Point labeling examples
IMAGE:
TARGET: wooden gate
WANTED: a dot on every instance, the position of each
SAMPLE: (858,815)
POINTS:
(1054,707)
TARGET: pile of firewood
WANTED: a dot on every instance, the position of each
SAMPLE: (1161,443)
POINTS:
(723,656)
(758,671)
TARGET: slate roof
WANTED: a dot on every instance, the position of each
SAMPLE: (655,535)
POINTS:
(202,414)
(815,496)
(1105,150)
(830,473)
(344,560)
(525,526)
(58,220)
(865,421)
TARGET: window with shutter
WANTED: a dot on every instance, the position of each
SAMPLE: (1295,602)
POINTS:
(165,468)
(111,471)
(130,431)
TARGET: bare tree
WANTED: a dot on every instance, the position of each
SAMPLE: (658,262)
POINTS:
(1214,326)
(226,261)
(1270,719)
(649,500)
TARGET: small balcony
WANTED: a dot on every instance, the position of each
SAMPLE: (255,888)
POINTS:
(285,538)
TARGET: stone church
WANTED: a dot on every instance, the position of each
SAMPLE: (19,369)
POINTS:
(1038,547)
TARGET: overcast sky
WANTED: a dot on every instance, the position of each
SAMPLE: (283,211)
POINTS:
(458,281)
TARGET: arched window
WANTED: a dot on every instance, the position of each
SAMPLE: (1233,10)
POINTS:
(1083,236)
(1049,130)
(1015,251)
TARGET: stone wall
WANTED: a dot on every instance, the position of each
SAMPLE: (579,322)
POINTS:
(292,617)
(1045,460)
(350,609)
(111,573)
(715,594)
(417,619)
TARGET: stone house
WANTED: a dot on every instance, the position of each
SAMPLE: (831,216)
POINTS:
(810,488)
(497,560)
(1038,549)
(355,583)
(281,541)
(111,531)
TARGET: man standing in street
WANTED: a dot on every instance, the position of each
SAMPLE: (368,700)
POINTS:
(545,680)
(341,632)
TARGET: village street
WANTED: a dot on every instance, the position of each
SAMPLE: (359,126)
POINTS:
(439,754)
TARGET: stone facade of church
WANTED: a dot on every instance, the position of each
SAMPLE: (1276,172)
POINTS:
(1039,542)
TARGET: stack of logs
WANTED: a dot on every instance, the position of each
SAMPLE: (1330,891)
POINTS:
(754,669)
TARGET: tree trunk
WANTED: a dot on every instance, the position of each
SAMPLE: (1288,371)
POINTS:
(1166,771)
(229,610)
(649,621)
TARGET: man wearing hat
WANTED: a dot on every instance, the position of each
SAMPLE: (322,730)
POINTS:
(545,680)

Description of the task
Output the full listing without altering anything.

Solved exercise
IMAGE:
TARGET: wooden gate
WANTED: a dot on every instance, the position of each
SAMPLE: (858,815)
POINTS:
(1054,707)
TARGET: pile of firewood
WANTED: a dot on every instance, the position of each
SAMPLE: (1161,443)
POINTS:
(723,656)
(758,671)
TARGET: slate roof
WANTED: a dot on every instance, the position of each
SAMPLE: (655,535)
POINTS:
(202,414)
(815,496)
(1105,150)
(830,473)
(344,560)
(525,526)
(58,220)
(865,421)
TARGET: window with shutter
WANTED: a dot on every instance, the position of each
SAMPLE: (1295,602)
POINTS:
(165,468)
(111,471)
(130,431)
TARGET: bare tree
WANTED: a dot on every instance, the position of each
SAMPLE: (658,262)
POINTS:
(1214,326)
(226,261)
(1270,719)
(649,500)
TARGET: small balcony
WANTED: a dot on every instance, the position of each
SAMPLE: (255,888)
POINTS:
(285,538)
TARGET: stone church
WANTED: a dot on every instance, the position of each
SAMPLE: (19,369)
POINTS:
(1038,547)
TARGET: overcast sky
WANTED: a dot on every instance, the position of each
SAMPLE: (283,211)
POINTS:
(458,281)
TARGET: arched window
WANTED: a dot on every instance, the position of each
SAMPLE: (1233,10)
POINTS:
(1083,236)
(1049,130)
(1015,251)
TARGET: stone wall
WANTED: a dot on every instance, the position of each
SAMPLE: (579,322)
POINTS:
(292,617)
(1045,460)
(350,609)
(111,573)
(715,594)
(417,619)
TARGET: stone house
WANTED: a dot on every instance, the position of each
SAMPLE: (831,216)
POINTS:
(810,488)
(497,560)
(1038,549)
(355,583)
(281,541)
(111,531)
TARGET: man standing in street
WANTED: a dot on every instance, the position of each
SAMPLE: (368,700)
POINTS:
(545,680)
(341,632)
TARGET: village street
WANTED: a dot on every instance, the position of each
SAMPLE: (359,126)
POINTS:
(439,754)
TARGET: stone facade of church
WANTED: a dot on every instance, the position of each
SAMPLE: (1276,172)
POINTS:
(1039,542)
TARGET: stack of logs
WANTED: a dot on every instance, the position of each
SAMPLE: (1330,891)
POINTS:
(754,669)
TARGET: tree trunk
WANTED: a dot on every instance, the position of each
SAMPLE: (1288,371)
POINTS:
(1166,771)
(229,610)
(649,621)
TARGET: man wearing hat
WANTED: a dot on every instance, the position of each
SAMPLE: (322,730)
POINTS:
(545,680)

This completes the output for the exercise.